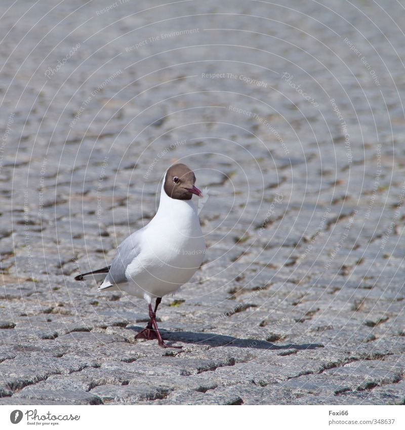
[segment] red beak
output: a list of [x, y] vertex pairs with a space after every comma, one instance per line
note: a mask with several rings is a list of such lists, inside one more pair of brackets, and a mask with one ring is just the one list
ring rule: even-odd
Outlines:
[[193, 185], [192, 188], [188, 188], [187, 189], [190, 191], [190, 192], [192, 192], [193, 194], [195, 194], [196, 196], [198, 196], [200, 199], [201, 197], [203, 197], [202, 193], [197, 188], [197, 187]]

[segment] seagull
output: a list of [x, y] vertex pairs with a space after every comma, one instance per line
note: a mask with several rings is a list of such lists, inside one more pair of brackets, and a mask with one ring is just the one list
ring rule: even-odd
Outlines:
[[157, 339], [165, 348], [181, 347], [164, 342], [156, 322], [157, 307], [164, 296], [190, 280], [205, 256], [205, 241], [191, 202], [193, 194], [203, 196], [195, 183], [195, 175], [185, 164], [172, 166], [165, 175], [158, 209], [150, 222], [120, 244], [111, 265], [74, 278], [102, 280], [98, 291], [125, 291], [144, 299], [150, 320], [136, 338]]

======

__DIRECTIONS FOR THIS TASK__
Take the records from the line with "[segment] seagull" up to and including the last line, and lay them out as a Markdown table with the columns No. and Text, one numbered row per line and no blank lines.

__IN RESPONSE__
| No. | Text |
|---|---|
| 1 | [segment] seagull |
| 2 | output: a list of [x, y] vertex pairs with a space after every comma, one instance per line |
| 3 | note: a mask with several rings is a list of such lists, inside one more pair of brackets, and a mask with one ring is just the one list |
| 4 | ring rule: even-odd |
| 5 | Outlines: |
| 6 | [[157, 339], [165, 348], [181, 347], [164, 342], [156, 322], [157, 307], [164, 296], [190, 280], [205, 256], [205, 241], [191, 202], [193, 194], [203, 196], [195, 183], [195, 175], [185, 164], [172, 166], [165, 175], [158, 209], [150, 222], [120, 244], [111, 265], [74, 278], [102, 280], [98, 291], [125, 291], [144, 299], [150, 320], [136, 338]] |